## EXERCISE TASK
For each statement below, answer yes or no to whether it agrees with the kennel thread that follows, and quote the words of the thread that decide it. (a) The tin roof of the kennel is already finished. (b) The kennel is built with all PT lumber. (c) The kennel is taller in back than in front.

## DOCUMENT
= = = = =
# Kennel pictures - moveable



## StikR (Feb 7, 2010)

Here are some pictures of a kennel we built this weekend.  I got the plans from a buddy who has had beagles in his for 4 years.  Feedback welcomed.  If I were to sell a few of these how much do you guys think I could get for them?

-5' x 8' kennel (tin roof & dog house section not complete)
-2'x5' dog house (can section off to make smaller inside)
-will have tin on roof and on top of dog house
-all PT lumber
-I plan to put 2-3 beagle / walker crosses in each one
-4' in front dropping to 3.5'  in back
-Welded wire







[/IMG]






[/IMG]






[/IMG]






[/IMG]


----------



## Lil D (Feb 7, 2010)

Those are real nice man.


----------



## gsubo (Feb 7, 2010)

If you dont mind me askin..what about did all the material cost ya to build this?  Thinking about building something similar. I like the idea of having it portable as well. These look really nice!


----------



## StikR (Feb 8, 2010)
= = = = =
## INFORMATION PROVIDED
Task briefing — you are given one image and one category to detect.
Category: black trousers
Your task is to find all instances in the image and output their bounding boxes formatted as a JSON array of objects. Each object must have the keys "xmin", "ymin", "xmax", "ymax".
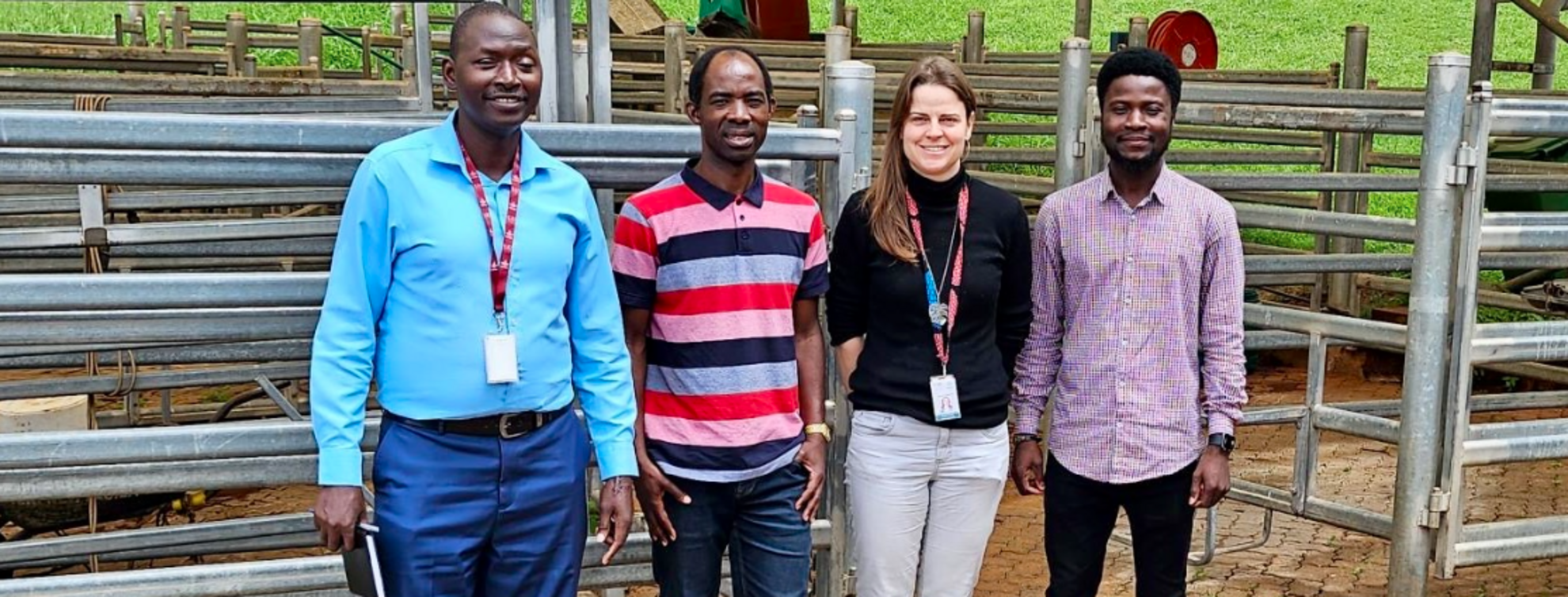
[{"xmin": 1046, "ymin": 458, "xmax": 1198, "ymax": 597}]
= = = = =
## TASK ANSWER
(a) No: "tin roof & dog house section not complete"
(b) Yes: "all PT lumber"
(c) No: "4' in front dropping to 3.5'  in back"